──────── Lesetext ────────
Ebenfalls kein Leichtgewicht ist der Ringkerntransformator, der als Ausgangsübertrager zum Einsatz kommt. Dieser ist verkapselt, um dadurch gegen Einstreuungen 30-40 Dezibel unempfindlicher zu sein. Hinter dem Toroiden beträgt die Nennimpedanz 300 Ohm, liegt also geringfügig über der heute von Preamp-Herstellern üblicherweise verlangten von maximal 200 Ohm – allerdings hat das keine sonderlich großen Auswirkungen. Bei 110 Hz liegt der 1%-THD-Punkt bei 125 dB(SPL), bei geringeren Frequenzen zerrt es – wie bei den meisten Bändchen – etwas eher: Bei 55 Hz ist dies schon bei 110 dB(SPL) der Fall. Dafür liegt aber eine enorme Unempfindlichkeit bei hohen Frequenzen vor. In den 1950ern konnte man noch von “Linearität” des Pegelfrequenzgangs sprechen, heute tut man das im Angesicht dahingehend annähernd perfekter Mikrofone besser nicht. Im recht schmalen Toleranzschlauch bewegt sich der Graf behende auf und ab, die Überhöhungen und Absenkungen erinnern an den Frequenzgang einiger Druckempfänger-Tauchspulenmikrofone – sie liegen bei 50 Hz, im Mittenbereich und in den Höhen. Die Resonanzfrequenz des Bändchens, interne Reflektoren, die Größe der Löcher im Gitter und nicht zuletzt die Form des Frontgrills tragen dazu bei. Oberhalb von 10 kHz setzt jedoch der charakteristische Roll-Off ein, wodurch das 4038 weitaus weniger in diesem Frequenzband transportiert als etwa übliche Kondensatormikrofone. Das klingt erst einmal unerfreulich, doch ist es genau das, was bei vielen Signalen durchaus gewünscht ist. Außerdem klingt das deutlich anders, als wenn ein Equalizer mit Shelf-Charakteristik das Höhenband abschwächt, da beim Coles-Bändchen immer noch eine enorme Impulstreue bleibt.

Drehen und Wenden für den Klang

Die Achtercharakteristik des Mikrofons mit dem langen Bändchen ist in vertikaler Betrachtung nicht so schmal, wie es im Lehrbuch steht, besonders hin zu tiefen Frequenzen. Weiß man dies, lässt sich mit Drehung um die Achsen des Mikrofons der Sound ein wenig verändern. Besonders in Anbetracht der Tatsache, dass der Klirr bei tiefen Frequenzen tendenziell höher wird und das Ribbon sehr empfänglich für den Nahbesprechungseffekt mit seiner Tiefenanhebung ist, ermöglicht das einen recht flexiblen Einsatz – ohne dass der Grundcharakter des 4038 in den Hintergrund treten würde. Nun: Dafür ist dieses auffällige Mikrofon eben auch bekannt!

Fotostrecke: 4 Bilder An diesen drei Ösen kann das 4038 aufgehängt werden – und lässt sich auf der Achse noch frei drehen!
────────
**Die Aufgabe:**
Zieh aus dem Lesetext über das Bändchenmikrofon alles ab „Die Achtercharakteristik des“ bis hinunter zu „noch frei drehen!“ Wort für Wort heraus.
──────── Auszug Datensatz ────────
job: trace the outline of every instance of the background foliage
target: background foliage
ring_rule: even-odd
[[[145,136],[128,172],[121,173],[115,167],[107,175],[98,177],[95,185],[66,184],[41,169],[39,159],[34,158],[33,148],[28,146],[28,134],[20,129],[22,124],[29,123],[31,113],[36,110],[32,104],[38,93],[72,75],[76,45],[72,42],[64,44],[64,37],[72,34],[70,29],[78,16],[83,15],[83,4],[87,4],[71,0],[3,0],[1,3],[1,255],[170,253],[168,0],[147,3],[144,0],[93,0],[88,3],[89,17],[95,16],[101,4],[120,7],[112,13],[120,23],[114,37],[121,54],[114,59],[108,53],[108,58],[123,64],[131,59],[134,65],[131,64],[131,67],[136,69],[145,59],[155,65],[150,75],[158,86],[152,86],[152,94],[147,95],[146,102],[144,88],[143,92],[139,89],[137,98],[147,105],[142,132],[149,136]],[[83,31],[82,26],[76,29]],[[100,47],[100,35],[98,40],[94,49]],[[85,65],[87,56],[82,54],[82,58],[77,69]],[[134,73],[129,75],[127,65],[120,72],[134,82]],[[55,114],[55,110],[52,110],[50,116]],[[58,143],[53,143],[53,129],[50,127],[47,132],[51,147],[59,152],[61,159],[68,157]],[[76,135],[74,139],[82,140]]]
────────
**Korrekte Ausgabe:**
Die Achtercharakteristik des Mikrofons mit dem langen Bändchen ist in vertikaler Betrachtung nicht so schmal, wie es im Lehrbuch steht, besonders hin zu tiefen Frequenzen. Weiß man dies, lässt sich mit Drehung um die Achsen des Mikrofons der Sound ein wenig verändern. Besonders in Anbetracht der Tatsache, dass der Klirr bei tiefen Frequenzen tendenziell höher wird und das Ribbon sehr empfänglich für den Nahbesprechungseffekt mit seiner Tiefenanhebung ist, ermöglicht das einen recht flexiblen Einsatz – ohne dass der Grundcharakter des 4038 in den Hintergrund treten würde. Nun: Dafür ist dieses auffällige Mikrofon eben auch bekannt!

Fotostrecke: 4 Bilder An diesen drei Ösen kann das 4038 aufgehängt werden – und lässt sich auf der Achse noch frei drehen!